### What to do
1. Check each statement below against the Han lian cao entry, answering yes or no and quoting the exact words of the entry that decide it: (a) The herb enters the liver and the kidney. (b) The herb is warm in nature. (c) The herb is greasier than Sheng di.
2. Extend the Han lian cao entry beyond its final line, matching its style.

### Selected text
■ ■ ■

Nature: sweet, sour, cold
Enters: Liver, Kidney
Actions: Cools the blood; stops bleeding; mildly nourishes kidney and liver Yin; sharpens the senses.
• Kidney and liver Yin deficiency: dizziness, early greying of the hair, blurry vision, vertigo.
• Yin deficiency heat: hematemesis, hemafecia, epistaxis, uterine bleeding, coughing up blood, and especially hematuria.
• Beneficial for diphtheria.
• Topical: for hemorrhage.
• Similar in actions to Sheng di, but not greasy – a better choice when the patient has a digestive disorder.
• Han lian cao’s function to nourish Yin is quite limited.
Hong-Yen Hsu (Oriental Materia Medica): Antibacterial, hemostatic, blood cooling, possibly anti-inflammatory.
Dui Yao (Sionneau): Nourishes the lower and upper parts; enriches Yin and blackens the hair.

■ ■ ■

### Provided records
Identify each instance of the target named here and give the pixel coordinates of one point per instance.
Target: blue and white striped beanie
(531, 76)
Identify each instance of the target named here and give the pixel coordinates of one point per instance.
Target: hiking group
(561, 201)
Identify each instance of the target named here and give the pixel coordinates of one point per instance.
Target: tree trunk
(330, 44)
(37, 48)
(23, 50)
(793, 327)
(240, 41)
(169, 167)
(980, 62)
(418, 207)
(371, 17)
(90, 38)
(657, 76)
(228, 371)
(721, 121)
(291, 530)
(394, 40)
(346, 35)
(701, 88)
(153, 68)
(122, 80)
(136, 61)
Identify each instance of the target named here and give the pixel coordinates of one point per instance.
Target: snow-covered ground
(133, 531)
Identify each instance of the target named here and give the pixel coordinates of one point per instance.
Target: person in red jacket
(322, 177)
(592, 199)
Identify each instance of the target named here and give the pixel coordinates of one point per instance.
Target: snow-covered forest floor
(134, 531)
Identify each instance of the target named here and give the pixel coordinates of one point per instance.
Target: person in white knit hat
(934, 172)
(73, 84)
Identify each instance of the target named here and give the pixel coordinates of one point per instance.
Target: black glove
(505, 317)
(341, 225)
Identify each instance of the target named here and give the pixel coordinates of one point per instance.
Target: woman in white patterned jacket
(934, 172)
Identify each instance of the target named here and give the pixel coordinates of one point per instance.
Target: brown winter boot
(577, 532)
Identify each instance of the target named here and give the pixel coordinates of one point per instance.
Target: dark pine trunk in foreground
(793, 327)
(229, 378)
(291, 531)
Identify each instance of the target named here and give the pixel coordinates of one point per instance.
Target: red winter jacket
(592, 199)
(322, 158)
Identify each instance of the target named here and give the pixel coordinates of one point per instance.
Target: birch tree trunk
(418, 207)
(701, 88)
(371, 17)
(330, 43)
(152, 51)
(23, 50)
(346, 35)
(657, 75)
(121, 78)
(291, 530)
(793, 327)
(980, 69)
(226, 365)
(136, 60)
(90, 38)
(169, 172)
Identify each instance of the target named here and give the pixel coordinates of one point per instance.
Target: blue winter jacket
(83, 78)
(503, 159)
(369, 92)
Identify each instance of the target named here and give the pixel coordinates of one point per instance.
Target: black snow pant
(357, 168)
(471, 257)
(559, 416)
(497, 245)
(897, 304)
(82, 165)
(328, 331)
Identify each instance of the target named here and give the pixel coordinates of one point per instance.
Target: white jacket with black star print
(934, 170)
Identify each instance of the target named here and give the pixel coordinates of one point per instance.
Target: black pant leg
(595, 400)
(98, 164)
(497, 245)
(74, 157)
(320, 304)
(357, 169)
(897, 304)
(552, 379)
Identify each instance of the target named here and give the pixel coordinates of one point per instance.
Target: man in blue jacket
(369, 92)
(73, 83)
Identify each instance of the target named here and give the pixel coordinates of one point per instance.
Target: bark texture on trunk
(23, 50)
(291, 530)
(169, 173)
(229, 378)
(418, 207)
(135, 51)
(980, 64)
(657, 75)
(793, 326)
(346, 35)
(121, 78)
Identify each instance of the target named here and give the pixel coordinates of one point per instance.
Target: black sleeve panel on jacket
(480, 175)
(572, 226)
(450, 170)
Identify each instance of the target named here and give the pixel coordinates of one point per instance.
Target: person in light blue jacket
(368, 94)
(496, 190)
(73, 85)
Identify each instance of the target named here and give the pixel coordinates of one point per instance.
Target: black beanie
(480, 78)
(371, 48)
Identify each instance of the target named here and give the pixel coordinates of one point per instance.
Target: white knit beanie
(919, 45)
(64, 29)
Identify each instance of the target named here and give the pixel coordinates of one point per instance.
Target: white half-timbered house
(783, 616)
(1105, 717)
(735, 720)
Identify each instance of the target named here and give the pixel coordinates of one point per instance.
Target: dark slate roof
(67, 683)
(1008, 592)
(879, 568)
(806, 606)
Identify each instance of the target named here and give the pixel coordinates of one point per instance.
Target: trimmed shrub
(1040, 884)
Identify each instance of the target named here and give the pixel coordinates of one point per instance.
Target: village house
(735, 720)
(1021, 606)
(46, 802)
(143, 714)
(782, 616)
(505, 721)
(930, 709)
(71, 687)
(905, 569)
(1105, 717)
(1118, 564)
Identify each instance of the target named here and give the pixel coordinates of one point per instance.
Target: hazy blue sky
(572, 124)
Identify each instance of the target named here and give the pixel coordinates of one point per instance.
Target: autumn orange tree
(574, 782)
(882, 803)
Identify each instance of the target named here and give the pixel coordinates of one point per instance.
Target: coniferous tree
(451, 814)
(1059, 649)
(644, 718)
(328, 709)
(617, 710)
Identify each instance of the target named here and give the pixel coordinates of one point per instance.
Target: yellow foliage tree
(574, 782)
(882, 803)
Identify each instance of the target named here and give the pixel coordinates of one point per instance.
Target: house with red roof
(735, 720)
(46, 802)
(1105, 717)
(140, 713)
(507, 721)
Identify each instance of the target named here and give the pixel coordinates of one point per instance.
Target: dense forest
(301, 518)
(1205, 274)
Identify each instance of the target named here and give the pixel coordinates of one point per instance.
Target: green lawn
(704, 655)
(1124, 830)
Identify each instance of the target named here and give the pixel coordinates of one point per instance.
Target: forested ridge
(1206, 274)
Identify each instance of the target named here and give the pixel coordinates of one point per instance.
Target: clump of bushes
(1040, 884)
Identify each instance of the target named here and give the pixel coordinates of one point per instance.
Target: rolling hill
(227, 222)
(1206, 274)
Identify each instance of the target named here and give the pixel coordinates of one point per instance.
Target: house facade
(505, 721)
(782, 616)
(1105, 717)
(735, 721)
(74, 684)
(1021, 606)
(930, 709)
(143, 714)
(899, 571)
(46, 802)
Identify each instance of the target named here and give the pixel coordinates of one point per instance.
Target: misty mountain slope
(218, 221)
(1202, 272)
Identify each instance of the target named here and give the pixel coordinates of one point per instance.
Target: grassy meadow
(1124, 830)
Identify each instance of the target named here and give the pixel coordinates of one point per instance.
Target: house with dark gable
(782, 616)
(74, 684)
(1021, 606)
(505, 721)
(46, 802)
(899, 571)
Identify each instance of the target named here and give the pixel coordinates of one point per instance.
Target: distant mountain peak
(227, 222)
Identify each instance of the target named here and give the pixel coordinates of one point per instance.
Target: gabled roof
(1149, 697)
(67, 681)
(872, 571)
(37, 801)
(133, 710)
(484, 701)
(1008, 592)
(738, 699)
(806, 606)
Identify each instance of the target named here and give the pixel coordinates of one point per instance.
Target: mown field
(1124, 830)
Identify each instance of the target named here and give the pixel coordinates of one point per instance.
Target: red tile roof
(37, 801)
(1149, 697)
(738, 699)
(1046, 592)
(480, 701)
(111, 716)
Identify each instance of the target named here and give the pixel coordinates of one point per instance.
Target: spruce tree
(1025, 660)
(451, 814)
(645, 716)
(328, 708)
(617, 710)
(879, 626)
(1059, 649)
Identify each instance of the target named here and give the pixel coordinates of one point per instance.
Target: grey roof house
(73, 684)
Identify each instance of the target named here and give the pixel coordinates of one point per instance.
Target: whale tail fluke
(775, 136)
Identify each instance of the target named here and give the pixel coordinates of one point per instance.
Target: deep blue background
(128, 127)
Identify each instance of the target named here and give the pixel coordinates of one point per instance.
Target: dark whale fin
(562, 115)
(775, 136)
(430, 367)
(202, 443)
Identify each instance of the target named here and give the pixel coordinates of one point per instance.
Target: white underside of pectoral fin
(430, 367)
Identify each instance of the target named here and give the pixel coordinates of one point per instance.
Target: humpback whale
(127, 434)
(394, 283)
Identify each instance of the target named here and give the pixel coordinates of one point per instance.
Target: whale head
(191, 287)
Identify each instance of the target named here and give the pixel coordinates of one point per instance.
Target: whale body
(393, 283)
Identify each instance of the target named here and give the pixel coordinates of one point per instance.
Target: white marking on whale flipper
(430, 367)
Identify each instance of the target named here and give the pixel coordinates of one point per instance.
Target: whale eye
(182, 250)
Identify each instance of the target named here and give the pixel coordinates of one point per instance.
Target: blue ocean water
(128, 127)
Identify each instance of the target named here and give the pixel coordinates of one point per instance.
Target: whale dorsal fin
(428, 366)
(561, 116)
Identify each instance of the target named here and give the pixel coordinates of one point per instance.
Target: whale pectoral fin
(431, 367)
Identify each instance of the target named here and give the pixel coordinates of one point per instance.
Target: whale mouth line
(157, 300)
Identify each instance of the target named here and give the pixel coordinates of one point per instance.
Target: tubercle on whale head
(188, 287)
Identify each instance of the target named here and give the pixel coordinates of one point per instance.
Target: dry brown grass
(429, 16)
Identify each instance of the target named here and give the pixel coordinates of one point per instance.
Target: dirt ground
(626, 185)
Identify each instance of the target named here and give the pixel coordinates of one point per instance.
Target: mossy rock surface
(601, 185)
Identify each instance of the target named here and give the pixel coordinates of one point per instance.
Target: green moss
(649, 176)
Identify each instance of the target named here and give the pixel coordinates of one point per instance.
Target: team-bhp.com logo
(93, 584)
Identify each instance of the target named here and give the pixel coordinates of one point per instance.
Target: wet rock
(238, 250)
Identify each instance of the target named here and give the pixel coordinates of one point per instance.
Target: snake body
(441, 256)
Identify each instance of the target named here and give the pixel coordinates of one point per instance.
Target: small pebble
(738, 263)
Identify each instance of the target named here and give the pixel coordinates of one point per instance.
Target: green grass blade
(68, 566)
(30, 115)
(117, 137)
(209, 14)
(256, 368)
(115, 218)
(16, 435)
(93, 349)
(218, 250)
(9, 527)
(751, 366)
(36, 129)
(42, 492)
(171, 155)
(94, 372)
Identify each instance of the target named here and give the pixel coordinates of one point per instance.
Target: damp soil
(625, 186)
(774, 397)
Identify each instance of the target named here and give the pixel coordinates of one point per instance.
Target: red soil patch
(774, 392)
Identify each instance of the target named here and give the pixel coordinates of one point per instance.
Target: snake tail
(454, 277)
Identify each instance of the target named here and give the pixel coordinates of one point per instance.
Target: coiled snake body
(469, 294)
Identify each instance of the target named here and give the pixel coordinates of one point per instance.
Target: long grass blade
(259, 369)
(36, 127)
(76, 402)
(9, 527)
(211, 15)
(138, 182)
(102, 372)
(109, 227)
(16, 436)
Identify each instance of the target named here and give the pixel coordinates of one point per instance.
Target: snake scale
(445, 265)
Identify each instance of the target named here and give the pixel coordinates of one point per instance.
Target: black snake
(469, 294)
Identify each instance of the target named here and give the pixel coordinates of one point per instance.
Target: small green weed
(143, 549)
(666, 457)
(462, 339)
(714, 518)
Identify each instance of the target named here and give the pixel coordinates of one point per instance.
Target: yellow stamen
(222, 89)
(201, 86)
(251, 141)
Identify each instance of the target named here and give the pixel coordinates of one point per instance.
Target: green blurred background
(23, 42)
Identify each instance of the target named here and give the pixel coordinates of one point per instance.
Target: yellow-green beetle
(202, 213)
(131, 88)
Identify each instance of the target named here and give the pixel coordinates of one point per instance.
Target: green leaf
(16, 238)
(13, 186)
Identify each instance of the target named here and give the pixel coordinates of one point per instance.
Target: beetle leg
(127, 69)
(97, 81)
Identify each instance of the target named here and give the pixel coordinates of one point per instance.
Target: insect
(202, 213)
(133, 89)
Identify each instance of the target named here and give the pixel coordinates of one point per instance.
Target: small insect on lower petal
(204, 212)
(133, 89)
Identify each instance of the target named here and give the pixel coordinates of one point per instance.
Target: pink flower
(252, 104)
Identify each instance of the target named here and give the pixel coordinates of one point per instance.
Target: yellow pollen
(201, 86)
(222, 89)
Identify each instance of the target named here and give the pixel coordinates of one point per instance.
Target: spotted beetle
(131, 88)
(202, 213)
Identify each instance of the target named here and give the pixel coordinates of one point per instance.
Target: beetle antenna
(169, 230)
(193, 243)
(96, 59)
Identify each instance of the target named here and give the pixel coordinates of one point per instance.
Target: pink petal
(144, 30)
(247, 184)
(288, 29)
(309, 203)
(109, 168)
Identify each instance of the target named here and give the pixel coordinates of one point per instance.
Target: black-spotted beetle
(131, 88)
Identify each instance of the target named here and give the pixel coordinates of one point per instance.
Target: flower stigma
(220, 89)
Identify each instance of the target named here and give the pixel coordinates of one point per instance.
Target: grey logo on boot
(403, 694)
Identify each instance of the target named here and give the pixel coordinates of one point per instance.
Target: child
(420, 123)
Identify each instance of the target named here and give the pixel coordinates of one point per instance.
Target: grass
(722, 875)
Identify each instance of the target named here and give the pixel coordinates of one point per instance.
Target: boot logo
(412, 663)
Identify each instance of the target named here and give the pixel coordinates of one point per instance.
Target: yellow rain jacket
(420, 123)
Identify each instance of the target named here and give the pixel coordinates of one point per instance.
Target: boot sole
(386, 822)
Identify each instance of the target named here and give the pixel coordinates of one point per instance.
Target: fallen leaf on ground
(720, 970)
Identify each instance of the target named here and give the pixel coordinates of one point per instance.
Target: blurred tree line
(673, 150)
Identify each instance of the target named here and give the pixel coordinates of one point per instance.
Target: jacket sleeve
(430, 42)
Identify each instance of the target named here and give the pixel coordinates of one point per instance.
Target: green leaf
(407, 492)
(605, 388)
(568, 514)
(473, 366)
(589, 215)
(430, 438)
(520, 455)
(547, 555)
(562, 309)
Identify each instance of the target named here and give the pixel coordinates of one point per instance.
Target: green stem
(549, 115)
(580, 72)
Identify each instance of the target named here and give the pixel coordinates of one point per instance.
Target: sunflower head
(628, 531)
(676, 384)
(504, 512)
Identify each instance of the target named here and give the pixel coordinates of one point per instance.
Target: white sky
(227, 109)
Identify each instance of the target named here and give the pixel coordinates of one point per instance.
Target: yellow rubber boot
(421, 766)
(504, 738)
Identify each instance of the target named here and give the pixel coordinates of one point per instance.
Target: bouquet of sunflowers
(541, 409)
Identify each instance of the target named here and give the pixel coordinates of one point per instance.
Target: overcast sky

■ ■ ■

### Activity answers
1.
(a) Yes: "Enters: Liver, Kidney"
(b) No: "Nature: sweet, sour, cold"
(c) No: "Similar in actions to Sheng di, but not greasy"

2.
• With Nu zhen zi to effectively supplement the liver and kidneys, cool the blood and stop bleeding, and blacken the hair. For the following indications, this combination, Er Zhi Wan, should be prepared with wine-steamed Nu zhen zi.
– 1. Liver-kidney deficiency heat.
– 2. Vertigo, dizziness, insomnia, and loss of memory due to liver-kidney deficiency with Yin and blood not nourishing the upper part of the body.
– 3. Premature greying of the hair and beard due to kidney essence deficiency.
– 4. Nosebleed, bleeding gums, hemoptysis, hematemesis, hematuria, and metrorrhagia due to Yin deficiency heat which forces the blood out of the vessels. Han lian cao’s action of cooling the blood and stopping bleeding is not very strong. The combination can be strengthened for these purposes by adding Sheng di, Mu dan pi, Ce bai ye, and Qian cao gen.